_RECORDS SHOWN_
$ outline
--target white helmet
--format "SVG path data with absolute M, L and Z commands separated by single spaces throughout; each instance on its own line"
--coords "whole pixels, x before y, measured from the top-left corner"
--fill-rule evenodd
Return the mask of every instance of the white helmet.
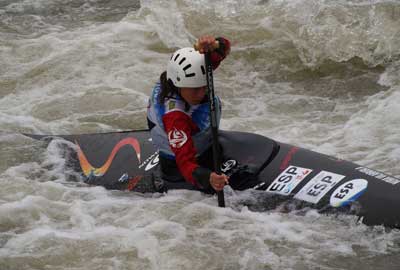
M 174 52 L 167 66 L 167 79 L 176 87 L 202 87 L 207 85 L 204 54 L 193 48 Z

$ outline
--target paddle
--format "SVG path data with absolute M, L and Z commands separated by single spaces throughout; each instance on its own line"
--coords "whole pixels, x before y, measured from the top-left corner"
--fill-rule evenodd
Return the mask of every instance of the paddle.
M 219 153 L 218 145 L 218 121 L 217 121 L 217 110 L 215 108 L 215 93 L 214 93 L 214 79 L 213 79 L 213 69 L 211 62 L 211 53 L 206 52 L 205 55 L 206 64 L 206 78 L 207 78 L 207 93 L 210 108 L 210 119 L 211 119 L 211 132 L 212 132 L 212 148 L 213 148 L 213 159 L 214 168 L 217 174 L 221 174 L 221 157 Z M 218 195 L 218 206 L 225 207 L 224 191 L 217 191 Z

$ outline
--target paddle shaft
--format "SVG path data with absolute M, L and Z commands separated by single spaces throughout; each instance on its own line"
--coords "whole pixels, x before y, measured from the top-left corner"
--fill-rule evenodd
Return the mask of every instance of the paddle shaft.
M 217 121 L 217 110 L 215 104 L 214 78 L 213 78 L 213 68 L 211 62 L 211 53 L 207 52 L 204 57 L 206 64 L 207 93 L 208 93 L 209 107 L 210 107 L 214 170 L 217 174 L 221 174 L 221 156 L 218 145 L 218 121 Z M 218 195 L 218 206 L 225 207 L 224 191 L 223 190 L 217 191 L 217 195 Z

_AIM_
Rewrite the entries from the beginning through the line containing "M 174 52 L 167", inclusive, with every "white helmet" changed to "safety helmet" and nothing else altered. Leave the pictures out of the rewritten lines.

_ANSWER FOR THE TASK_
$ outline
--target safety helmet
--format "SVG path data with absolute M, L and Z commands separated by single spaces throughout; each instance on its own line"
--coords "whole pixels, x before y, measured from the top-left corner"
--fill-rule evenodd
Return the mask of every instance of the safety helmet.
M 174 52 L 167 66 L 167 79 L 176 87 L 202 87 L 207 85 L 204 54 L 193 48 Z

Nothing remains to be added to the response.